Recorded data

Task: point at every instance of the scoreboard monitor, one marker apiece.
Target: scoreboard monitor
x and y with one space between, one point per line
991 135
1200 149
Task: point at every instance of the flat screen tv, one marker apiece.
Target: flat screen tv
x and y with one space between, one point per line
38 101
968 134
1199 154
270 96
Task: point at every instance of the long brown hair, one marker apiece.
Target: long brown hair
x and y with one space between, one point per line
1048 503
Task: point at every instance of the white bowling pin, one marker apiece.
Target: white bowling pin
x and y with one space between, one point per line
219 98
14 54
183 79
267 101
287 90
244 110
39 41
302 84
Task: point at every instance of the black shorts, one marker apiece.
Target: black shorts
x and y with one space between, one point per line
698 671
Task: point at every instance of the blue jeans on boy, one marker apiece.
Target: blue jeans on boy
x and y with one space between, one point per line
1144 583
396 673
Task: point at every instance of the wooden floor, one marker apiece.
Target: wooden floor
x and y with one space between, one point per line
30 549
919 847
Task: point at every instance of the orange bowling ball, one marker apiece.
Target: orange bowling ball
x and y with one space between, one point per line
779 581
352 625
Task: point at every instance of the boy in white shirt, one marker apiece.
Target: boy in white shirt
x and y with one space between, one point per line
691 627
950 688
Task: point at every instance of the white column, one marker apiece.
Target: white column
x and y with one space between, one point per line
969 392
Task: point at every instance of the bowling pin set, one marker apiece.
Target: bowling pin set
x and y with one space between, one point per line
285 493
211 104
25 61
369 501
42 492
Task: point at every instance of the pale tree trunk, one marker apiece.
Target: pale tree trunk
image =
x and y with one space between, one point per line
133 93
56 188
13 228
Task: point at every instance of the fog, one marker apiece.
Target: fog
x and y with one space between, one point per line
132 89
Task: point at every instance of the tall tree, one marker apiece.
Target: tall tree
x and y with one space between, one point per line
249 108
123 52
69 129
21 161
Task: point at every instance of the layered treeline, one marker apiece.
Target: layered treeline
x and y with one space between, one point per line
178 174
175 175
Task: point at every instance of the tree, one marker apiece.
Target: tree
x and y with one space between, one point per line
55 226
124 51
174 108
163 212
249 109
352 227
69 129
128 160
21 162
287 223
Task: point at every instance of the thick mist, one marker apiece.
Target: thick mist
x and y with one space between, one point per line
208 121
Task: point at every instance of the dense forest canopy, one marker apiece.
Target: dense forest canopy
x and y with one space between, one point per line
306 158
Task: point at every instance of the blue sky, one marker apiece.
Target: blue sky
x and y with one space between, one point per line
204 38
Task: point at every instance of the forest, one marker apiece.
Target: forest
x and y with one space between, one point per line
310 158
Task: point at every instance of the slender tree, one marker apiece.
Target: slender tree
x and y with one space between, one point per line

Short task:
Rewrite the lines of the material from the one that contains "Task: point at every instance of the thick" through the end, requests included. Scale every x and y coordinate in the answers by 1.6 and round to the nearest whole number, with halves going up.

Exercise response:
Task: point at every instance of the thick mist, one marker apiece.
Target: thick mist
x and y with one space between, one point per line
333 194
Task: point at every instance of the dense forest canopy, one marker apiece.
Target: dense forest canopy
x and y with one space between, one point per line
490 253
Task: point at every instance of the blue sky, one marker apiece.
Target: blue sky
x and y with one space between, one point per line
326 61
Task: point at every instance of the forest, one marker apiece.
Target: forest
x and y with one space between, one point per line
496 253
Task: point at every instance of the slender tree, one marker apiece.
Target: slender tree
x and y with one space between, one point per line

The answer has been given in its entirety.